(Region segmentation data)
—————

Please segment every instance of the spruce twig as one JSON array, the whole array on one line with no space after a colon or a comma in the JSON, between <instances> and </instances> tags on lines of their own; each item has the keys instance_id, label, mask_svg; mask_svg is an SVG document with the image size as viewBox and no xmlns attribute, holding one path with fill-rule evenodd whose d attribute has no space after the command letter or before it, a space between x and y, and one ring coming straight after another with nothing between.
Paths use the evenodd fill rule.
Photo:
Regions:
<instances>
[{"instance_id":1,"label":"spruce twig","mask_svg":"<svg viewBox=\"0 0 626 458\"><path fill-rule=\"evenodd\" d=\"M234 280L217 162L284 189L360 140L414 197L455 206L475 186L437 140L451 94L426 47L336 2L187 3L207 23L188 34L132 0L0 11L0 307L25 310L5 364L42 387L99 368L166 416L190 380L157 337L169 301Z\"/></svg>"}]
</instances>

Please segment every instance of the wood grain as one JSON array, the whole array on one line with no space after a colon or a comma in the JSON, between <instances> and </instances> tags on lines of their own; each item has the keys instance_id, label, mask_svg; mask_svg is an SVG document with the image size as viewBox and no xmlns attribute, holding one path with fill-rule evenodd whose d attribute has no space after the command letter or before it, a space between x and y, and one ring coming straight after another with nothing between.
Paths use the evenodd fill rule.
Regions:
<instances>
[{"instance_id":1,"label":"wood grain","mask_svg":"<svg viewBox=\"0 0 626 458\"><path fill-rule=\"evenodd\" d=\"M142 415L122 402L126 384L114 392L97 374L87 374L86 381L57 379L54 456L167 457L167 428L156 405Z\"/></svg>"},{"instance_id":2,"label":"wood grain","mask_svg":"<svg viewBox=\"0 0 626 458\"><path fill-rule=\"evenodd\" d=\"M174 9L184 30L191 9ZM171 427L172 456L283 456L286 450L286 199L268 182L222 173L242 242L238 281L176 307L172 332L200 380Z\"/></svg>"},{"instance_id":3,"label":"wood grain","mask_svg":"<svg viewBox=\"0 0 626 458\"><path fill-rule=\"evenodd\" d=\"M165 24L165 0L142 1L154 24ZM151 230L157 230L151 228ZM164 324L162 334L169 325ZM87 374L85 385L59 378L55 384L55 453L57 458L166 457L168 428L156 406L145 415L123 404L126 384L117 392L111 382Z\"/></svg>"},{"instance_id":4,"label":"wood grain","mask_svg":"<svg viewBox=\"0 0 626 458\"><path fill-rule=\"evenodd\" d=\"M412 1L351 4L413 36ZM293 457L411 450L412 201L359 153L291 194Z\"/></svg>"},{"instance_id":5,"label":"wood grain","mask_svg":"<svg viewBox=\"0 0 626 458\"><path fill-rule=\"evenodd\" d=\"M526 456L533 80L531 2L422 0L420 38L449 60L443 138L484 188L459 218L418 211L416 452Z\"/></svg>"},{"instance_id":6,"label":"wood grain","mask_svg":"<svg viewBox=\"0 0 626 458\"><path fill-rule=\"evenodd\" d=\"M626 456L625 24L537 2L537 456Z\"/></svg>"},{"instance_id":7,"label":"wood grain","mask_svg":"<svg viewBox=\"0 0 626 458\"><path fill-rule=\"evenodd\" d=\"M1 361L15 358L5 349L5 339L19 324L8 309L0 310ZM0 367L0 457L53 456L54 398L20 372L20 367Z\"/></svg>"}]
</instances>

—————

EXERCISE DIRECTIONS: Extract all of the data above without altering anything.

ANSWER TO THIS PROBLEM:
Please segment every instance of the spruce twig as one JSON array, the whole array on one line with no space after a colon or a comma in the JSON, between <instances> and </instances> tags on lines of their own; each item has the keys instance_id, label, mask_svg; mask_svg is an SVG document with the image size as viewBox and no xmlns attribute, holding one path with fill-rule evenodd whose d attribute has no space after the command letter or before it, a space between x and y, and one ring coming straight after another with nothing between.
Paths use the evenodd fill rule.
Photo:
Regions:
<instances>
[{"instance_id":1,"label":"spruce twig","mask_svg":"<svg viewBox=\"0 0 626 458\"><path fill-rule=\"evenodd\" d=\"M234 280L217 162L284 189L360 140L414 197L455 206L475 186L437 140L451 94L426 47L336 2L187 3L207 23L188 34L132 0L0 11L0 307L25 310L5 364L42 387L99 368L166 416L190 380L157 337L169 301Z\"/></svg>"}]
</instances>

Please segment every instance of the wood grain as one JSON array, the whole array on one line with no space after a colon or a comma in the JSON, between <instances> and </instances> tags on lines of their own; each item has the keys instance_id, label, mask_svg; mask_svg is an SVG document with the image size as viewBox and no xmlns attribute, holding one path with fill-rule evenodd whose d attribute has no space after the command letter or before it, a space between x and y, and one ring coming straight after another with nothing between.
Paths use the evenodd fill rule.
Regions:
<instances>
[{"instance_id":1,"label":"wood grain","mask_svg":"<svg viewBox=\"0 0 626 458\"><path fill-rule=\"evenodd\" d=\"M142 415L122 402L126 384L114 392L97 374L87 374L86 381L57 379L54 456L167 457L167 428L156 405Z\"/></svg>"},{"instance_id":2,"label":"wood grain","mask_svg":"<svg viewBox=\"0 0 626 458\"><path fill-rule=\"evenodd\" d=\"M174 9L184 30L191 9ZM171 427L172 456L283 456L286 450L286 199L268 182L222 173L242 242L238 281L176 307L172 332L200 380Z\"/></svg>"},{"instance_id":3,"label":"wood grain","mask_svg":"<svg viewBox=\"0 0 626 458\"><path fill-rule=\"evenodd\" d=\"M165 24L165 0L142 1L154 24ZM151 230L157 230L151 228ZM164 324L162 334L169 325ZM87 374L85 385L59 378L55 384L55 453L57 458L166 457L168 428L156 406L145 415L123 404L126 384L117 392L111 382Z\"/></svg>"},{"instance_id":4,"label":"wood grain","mask_svg":"<svg viewBox=\"0 0 626 458\"><path fill-rule=\"evenodd\" d=\"M412 1L351 4L413 36ZM293 457L411 450L412 201L359 153L291 194Z\"/></svg>"},{"instance_id":5,"label":"wood grain","mask_svg":"<svg viewBox=\"0 0 626 458\"><path fill-rule=\"evenodd\" d=\"M526 456L533 80L531 2L422 0L420 38L449 60L443 138L484 188L459 218L418 211L416 452Z\"/></svg>"},{"instance_id":6,"label":"wood grain","mask_svg":"<svg viewBox=\"0 0 626 458\"><path fill-rule=\"evenodd\" d=\"M626 456L625 24L537 2L537 456Z\"/></svg>"},{"instance_id":7,"label":"wood grain","mask_svg":"<svg viewBox=\"0 0 626 458\"><path fill-rule=\"evenodd\" d=\"M1 361L15 358L5 349L5 339L19 324L8 309L0 310ZM0 367L0 457L53 456L54 398L20 372L20 367Z\"/></svg>"}]
</instances>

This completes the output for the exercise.